Interchangeability of amps is generally not desirable for a subwoofer.
All of the major subwoofer companies select the amplifier to ensure reliability of their subs. By that, I mean the amp is designed/selected to match the parameters of the driver and usually has some type of limiter to ensure that neither the sub nor the driver is overloaded.
Also some form of EQ is often applied (part of the plate amp unit) to improve performance.
Most of the major subwoofers are damn near bullet-proof. Tom V. of PSA said (not an exact quote) "Don't take it as a personal challenge, but it would be hard to blow one of our subs". I think SVS, Hsu, Rythmik would probably tell you the same.
When Jman reviewed the lowly ~$130 Dayton Audio SUB 1200, he was impressed at how, when pushed to its limits, it did not make any nasty sounds or lose composure:
Since the SUB-1200 seemed virtually impervious to deleterious behavior I decided to push it with some of the most demanding blu-rays in my collection. To my utter surprise it held its head high and said "no, I will not falter". Most of the really torturous movies I watched weren't quite as fulfilling as they've been with some other
subwoofers in the past, but this 'cheapie' never put a foot wrong. In retrospect I probably should have chosen different test material; gut-wrenching bass is not this subwoofers forte, yet I treated it as though it was. To a certain extent it almost became a quest to see if I could make the SUB-1200 lose composure, but I was ultimately never able to do that. It's almost bullet proof in that regard, and I tip my hat to Dayton Audio because of it.
http://www.hometheatershack.com/forums/speaker-subwoofer-reviews/71766-dayton-audio-sub-1200-subwoofer-review.html
So I read this as the sub/amp combination is such that the sub will play as loud as it can, without losing it's sh!t! You can turn the volume up more, but instead of damaging anything, it will stay limited to the maximum power level it can reliably maintain.

..............................

● **Work request**:
For each statement, say whether it agrees with the passage on subwoofer amplifiers. Answer yes or no, and quote the words of the passage that decide it.
1. The reviewer managed to make the SUB-1200 lose composure.
2. The Dayton Audio SUB 1200 costs about $130.
3. Some form of EQ is often applied as part of the plate amp unit.
The material that comes next has no connection to the passage on subwoofer amplifiers.

● **Data for analysis**:
..............................

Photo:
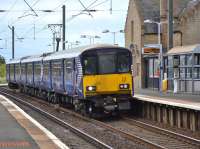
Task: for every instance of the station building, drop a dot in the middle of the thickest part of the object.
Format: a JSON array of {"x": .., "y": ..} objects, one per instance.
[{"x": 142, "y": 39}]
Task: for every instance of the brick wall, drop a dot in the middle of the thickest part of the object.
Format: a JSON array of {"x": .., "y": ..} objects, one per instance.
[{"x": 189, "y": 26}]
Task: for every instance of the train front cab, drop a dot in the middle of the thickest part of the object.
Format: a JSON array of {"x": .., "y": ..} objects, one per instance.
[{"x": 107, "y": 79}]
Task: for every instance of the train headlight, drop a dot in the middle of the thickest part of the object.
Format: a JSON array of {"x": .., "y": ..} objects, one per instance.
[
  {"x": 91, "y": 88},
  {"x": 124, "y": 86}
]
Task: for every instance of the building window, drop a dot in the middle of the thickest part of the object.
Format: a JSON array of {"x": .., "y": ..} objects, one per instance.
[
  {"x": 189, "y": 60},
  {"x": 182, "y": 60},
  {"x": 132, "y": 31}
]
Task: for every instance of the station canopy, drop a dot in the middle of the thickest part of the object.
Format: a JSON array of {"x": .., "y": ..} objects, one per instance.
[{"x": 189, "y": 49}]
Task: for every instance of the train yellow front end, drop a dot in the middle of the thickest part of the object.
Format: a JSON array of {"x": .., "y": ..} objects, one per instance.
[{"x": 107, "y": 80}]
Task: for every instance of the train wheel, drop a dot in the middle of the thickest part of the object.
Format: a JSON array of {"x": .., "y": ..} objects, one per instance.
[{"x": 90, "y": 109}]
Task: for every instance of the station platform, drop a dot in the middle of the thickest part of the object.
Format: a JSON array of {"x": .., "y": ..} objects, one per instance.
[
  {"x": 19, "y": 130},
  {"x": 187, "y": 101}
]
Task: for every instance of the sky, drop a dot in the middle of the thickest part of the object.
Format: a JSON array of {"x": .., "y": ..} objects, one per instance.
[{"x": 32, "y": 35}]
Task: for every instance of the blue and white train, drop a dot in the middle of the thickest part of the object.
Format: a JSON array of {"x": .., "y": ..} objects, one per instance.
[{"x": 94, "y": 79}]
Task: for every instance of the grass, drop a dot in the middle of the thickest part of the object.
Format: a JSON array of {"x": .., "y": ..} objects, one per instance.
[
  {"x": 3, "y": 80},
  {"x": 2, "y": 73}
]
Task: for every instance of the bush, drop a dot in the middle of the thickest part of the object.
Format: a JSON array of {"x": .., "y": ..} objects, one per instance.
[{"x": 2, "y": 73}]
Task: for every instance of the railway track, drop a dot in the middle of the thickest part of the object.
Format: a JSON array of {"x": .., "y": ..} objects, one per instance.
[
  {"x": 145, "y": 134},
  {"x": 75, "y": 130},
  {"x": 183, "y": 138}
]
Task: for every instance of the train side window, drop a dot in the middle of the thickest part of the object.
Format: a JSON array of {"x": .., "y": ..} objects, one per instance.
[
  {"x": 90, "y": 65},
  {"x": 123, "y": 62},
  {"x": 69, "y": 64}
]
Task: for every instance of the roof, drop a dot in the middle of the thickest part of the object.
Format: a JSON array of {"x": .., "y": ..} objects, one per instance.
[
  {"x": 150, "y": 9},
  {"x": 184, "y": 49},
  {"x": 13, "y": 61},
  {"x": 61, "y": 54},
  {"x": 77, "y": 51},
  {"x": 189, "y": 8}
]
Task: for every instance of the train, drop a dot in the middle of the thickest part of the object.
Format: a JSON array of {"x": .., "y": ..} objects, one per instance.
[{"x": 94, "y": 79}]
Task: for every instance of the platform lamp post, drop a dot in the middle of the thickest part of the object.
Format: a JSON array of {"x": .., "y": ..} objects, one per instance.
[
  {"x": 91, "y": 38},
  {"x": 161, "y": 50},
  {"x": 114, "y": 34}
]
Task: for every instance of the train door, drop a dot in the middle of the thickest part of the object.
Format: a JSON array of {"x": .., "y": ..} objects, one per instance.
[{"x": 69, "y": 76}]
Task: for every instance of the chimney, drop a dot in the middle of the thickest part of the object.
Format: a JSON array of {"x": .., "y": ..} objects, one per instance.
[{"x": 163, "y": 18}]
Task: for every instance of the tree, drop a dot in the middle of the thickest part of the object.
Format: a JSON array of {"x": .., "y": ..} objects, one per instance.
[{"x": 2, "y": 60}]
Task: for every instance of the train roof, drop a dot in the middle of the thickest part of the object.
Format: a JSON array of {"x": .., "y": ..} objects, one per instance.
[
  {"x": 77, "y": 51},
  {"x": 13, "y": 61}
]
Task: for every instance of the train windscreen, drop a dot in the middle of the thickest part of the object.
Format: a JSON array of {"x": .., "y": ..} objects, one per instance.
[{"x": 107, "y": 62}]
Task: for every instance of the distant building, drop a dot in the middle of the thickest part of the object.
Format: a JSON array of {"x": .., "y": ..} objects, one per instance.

..............................

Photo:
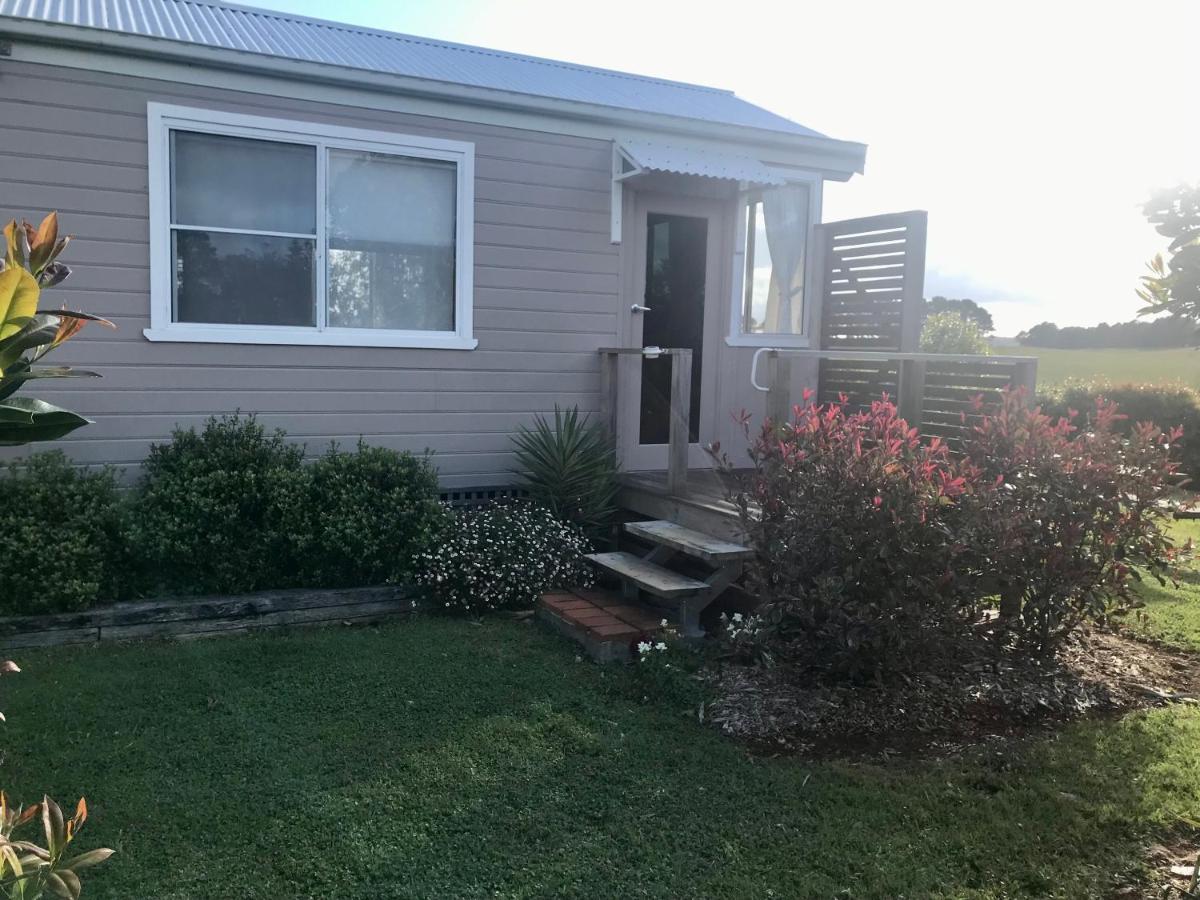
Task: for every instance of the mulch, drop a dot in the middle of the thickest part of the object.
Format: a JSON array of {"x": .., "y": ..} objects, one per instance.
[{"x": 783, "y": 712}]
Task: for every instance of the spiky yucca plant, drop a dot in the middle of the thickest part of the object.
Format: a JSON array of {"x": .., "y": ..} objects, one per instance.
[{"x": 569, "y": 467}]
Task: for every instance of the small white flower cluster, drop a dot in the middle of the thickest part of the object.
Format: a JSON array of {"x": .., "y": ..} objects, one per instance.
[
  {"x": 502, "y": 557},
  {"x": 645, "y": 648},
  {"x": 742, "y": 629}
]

..............................

● **Answer section**:
1. No: "but I was ultimately never able to do that."
2. Yes: "the lowly ~$130 Dayton Audio SUB 1200"
3. Yes: "some form of EQ is often applied (part of the plate amp unit) to improve performance."